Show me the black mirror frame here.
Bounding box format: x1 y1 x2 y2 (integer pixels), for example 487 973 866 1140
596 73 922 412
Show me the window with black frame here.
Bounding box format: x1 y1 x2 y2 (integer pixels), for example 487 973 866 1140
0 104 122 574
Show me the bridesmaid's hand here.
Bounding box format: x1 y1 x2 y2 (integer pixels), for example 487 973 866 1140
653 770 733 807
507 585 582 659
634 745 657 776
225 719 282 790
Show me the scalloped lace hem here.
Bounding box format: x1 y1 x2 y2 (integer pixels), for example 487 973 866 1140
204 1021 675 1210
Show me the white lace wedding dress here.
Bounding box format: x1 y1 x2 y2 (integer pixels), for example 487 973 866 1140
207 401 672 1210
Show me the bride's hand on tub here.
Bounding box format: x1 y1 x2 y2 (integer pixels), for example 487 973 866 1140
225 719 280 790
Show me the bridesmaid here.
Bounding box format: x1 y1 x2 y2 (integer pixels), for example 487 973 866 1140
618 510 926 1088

◇ ◇ ◇ ◇

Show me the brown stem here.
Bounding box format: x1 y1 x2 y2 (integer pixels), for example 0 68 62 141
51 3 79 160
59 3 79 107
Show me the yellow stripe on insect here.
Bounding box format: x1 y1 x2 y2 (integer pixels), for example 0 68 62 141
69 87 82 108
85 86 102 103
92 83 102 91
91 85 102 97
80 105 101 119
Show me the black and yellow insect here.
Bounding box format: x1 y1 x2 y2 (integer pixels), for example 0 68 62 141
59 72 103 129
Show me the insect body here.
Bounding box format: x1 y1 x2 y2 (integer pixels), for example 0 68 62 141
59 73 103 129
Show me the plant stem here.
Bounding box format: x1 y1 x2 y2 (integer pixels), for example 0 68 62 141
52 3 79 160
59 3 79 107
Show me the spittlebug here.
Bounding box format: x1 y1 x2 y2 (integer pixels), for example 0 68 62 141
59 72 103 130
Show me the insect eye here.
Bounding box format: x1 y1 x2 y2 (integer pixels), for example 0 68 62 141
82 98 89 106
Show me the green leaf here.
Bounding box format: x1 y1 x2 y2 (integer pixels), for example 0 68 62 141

◇ ◇ ◇ ◇

你的任务 ->
请将上方记录中从含有“Show me the plant stem here.”的那一行到含有“59 72 103 130”的那一行（首尾两行均包括在内）转换为一个JSON字符串列表，每行对应一个字符串，空行不计。

本题结果 ->
[
  "Show me the plant stem here.",
  "Bounding box format: x1 y1 x2 y2 (integer pixels), for example 0 68 62 141",
  "52 3 79 160",
  "59 3 79 107",
  "Show me the spittlebug here.",
  "Bounding box format: x1 y1 x2 y2 (integer pixels), for example 0 68 62 141",
  "59 72 103 130"
]